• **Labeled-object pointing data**
_ _ _ _

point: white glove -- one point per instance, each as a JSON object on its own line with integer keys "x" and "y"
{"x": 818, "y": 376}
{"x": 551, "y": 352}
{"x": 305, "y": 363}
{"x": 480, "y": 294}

_ _ _ _

• **PROMPT**
Recast every line of the data above as a Markdown table with the columns "Row" and "Line", numbering the rows and leaving out blank lines.

• **SOLUTION FOR THIS TASK**
| Row | Line |
|---|---|
| 1 | point: white glove -- one point per instance, each as a JSON object on its own line with integer keys "x" and "y" |
| 2 | {"x": 818, "y": 376} |
| 3 | {"x": 551, "y": 352} |
| 4 | {"x": 305, "y": 363} |
| 5 | {"x": 480, "y": 294} |